___ Artículo ___

Sin caer en semejantes dramatismos, el cine rompedor o bien se extingue en la cartelera comercial —la misma contra la que se alzó— o desaparece sin más. Ese fue el caso de la Escuela de Barcelona, toda una ruptura en la pantalla española de los años 60, que, en el mejor de los casos, permaneció en la marginalidad de José María Nunes —precursor, heraldo del grupo— o Jacinto Esteva y Joaquín Jordá —los más rompedores, codirectores de Dante no es únicamente severo (1967)—. Los demás, para poder seguir haciendo películas —el Vicente Aranda de Fata Morgana (1965), el Jaime Camino de Mañana será otro día (1967), el Gonzalo Suárez de El extraño caso del doctor Fausto (1969)— tuvieron que reconvertirse en cineastas más o menos comerciales y realizar sus respectivas filmografías, sobradamente conocidas por cualquier aficionado al cine español de su tiempo.

"Bien distinto fue el caso de Emma Cohen, recién llegada de las barricadas que aquella primavera del 68 cerraron algunas calles parisinas pero abrieron el camino de la revolución"

En cuanto a las actrices de la Escuela de Barcelona, pasó más o menos igual. Teresa Gimpera, la más destacada, también lo fue del resto de la pantalla española. Pero de modelos como Romy, Irma Walling o Mijanou Bardot —la hermana de Brigitte, que abandonó el cine tras protagonizar la notabilísima Después del diluvio (1968), de Jacinto Esteva— nunca más volvimos a saber. Emma Cohen, que como tantos actores y actrices de su tiempo estudiaba Derecho cuando descubrió la interpretación mientras integraba el Teatro Español Universitario, se inició en el cine y en la Escuela de Barcelona dentro del reparto de Tusset Street, de Jorge Grau. Este brillante realizador ya se había destacado con una película del calibre de Noche de verano (1963), un acercamiento al solaz de varios matrimonios de la burguesía barcelonesa en la noche de San Juan, que algunos comentaristas consideran un precedente de la Escuela de Barcelona, en tanto que a otros nos resulta más en la estela del Antonioni de aquellos años. Pero parece ser que fue una mesetaria como la manchega Sara Montiel —mesetarios llamaban los cineastas que operaban en Barcelona a sus colegas que lo hacían en Madrid, a su juicio los representantes del canon oficial de entonces, así como de la comercialidad—, la que expulsó del rodaje a Grau. La actriz era la estrella y no estaba conforme con la forma en que el realizador iba dirigiendo la película.

___ Listado de registros ___

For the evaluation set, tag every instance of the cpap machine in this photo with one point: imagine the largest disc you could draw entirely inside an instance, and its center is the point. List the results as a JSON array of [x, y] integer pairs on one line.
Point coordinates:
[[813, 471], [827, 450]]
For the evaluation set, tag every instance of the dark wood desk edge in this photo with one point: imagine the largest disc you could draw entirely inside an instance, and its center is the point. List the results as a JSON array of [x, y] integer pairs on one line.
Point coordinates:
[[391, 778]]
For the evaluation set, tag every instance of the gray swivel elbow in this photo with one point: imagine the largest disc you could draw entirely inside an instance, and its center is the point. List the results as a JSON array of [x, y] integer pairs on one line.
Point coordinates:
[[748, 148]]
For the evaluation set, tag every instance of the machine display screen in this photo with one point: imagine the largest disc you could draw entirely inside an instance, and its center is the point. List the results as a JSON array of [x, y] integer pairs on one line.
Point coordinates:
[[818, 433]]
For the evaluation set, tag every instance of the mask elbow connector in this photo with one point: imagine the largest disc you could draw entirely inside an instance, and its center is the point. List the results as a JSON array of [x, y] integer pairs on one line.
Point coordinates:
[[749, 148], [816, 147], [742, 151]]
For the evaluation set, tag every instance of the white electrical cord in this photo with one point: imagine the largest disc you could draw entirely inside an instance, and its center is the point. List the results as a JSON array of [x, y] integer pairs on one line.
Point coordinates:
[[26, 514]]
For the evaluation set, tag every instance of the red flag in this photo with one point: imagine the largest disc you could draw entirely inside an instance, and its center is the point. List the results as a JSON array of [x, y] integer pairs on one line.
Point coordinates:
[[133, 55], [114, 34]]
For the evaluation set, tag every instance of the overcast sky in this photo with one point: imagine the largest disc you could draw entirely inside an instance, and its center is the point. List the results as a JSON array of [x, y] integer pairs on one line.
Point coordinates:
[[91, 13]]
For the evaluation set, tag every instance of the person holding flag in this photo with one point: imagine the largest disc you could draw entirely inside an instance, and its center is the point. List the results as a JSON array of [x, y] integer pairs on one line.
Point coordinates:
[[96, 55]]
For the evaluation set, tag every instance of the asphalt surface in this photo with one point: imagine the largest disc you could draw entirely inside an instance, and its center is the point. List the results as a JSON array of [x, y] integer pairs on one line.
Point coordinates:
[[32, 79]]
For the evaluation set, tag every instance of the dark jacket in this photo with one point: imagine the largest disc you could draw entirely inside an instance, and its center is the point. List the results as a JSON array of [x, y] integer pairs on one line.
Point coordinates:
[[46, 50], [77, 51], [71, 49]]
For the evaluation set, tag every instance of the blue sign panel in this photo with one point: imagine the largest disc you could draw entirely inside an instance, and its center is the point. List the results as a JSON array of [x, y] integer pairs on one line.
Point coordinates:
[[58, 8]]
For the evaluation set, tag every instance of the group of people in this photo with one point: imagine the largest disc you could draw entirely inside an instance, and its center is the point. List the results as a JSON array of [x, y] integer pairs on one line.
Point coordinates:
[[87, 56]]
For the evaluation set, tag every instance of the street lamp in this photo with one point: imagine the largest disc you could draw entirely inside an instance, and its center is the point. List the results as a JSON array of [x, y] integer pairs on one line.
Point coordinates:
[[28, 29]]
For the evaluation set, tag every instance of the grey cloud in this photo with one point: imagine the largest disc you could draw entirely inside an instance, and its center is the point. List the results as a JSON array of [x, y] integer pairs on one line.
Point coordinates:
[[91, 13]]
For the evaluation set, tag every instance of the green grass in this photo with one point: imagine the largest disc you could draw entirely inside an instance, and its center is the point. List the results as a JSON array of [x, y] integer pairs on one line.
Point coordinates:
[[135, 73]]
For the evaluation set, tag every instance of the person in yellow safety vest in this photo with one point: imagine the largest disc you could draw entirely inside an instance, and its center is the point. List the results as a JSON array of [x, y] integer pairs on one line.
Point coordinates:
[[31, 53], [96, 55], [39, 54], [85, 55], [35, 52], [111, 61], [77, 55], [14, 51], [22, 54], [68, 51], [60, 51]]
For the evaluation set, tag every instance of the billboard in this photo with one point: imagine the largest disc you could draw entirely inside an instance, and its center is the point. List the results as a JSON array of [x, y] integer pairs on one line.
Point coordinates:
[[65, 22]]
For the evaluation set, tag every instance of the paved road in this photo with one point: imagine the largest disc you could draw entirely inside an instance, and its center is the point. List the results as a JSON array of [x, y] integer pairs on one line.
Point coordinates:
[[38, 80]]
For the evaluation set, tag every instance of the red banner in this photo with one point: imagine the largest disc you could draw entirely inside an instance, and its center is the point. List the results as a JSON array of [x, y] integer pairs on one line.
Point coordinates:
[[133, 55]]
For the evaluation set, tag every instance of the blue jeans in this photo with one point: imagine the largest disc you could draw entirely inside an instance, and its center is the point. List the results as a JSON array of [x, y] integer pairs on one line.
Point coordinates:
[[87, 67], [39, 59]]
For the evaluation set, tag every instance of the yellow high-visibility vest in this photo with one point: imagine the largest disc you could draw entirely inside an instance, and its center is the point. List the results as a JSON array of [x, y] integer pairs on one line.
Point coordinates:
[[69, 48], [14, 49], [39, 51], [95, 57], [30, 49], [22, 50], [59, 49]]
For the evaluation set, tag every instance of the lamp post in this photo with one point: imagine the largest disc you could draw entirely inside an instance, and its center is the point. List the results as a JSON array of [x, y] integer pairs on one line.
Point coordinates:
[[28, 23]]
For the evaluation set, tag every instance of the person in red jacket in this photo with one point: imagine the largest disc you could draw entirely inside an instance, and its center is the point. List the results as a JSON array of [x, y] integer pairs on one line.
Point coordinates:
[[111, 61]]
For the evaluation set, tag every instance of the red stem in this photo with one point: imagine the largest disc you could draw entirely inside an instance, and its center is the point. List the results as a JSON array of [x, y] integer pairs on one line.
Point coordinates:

___

**Consignas**
A - Resume en dos oraciones el artículo sobre la Escuela de Barcelona.
B - Sigue escribiendo el artículo sobre la Escuela de Barcelona a partir de su última oración.

**Respuestas**
A - La Escuela de Barcelona, una ruptura en el cine español de los años 60, se quedó en la marginalidad o desapareció, y la mayoría de sus cineastas tuvo que volverse más o menos comercial para seguir haciendo películas. Con sus actrices pasó algo parecido: Teresa Gimpera destacó en todo el cine español, mientras que Emma Cohen empezó en el grupo con Tusset Street, de Jorge Grau, un rodaje del que, según parece, Sara Montiel, la estrella, echó al director por no estar conforme con su forma de dirigir.

B -
Bien distinto fue el caso de Emma Cohen, recién llegada de las barricadas que aquella primavera del 68 cerraron algunas calles parisinas pero abrieron el camino de la revolución. La joven se incorporó al equipo artístico de Grau, y en lo sucesivo fue uno de los realizadores con los que más habría de trabajar. Historia de una chica sola (1968) fue la siguiente cinta de su larga serie de colaboraciones.

"Aunque en aquellos comienzos de su filmografía comercial a menudo hizo de novias autóctonas y buenas, era una actriz tan cosmopolita que tuvo mucho predicamento en aquella pantalla de las coproducciones internacionales rodadas aquí"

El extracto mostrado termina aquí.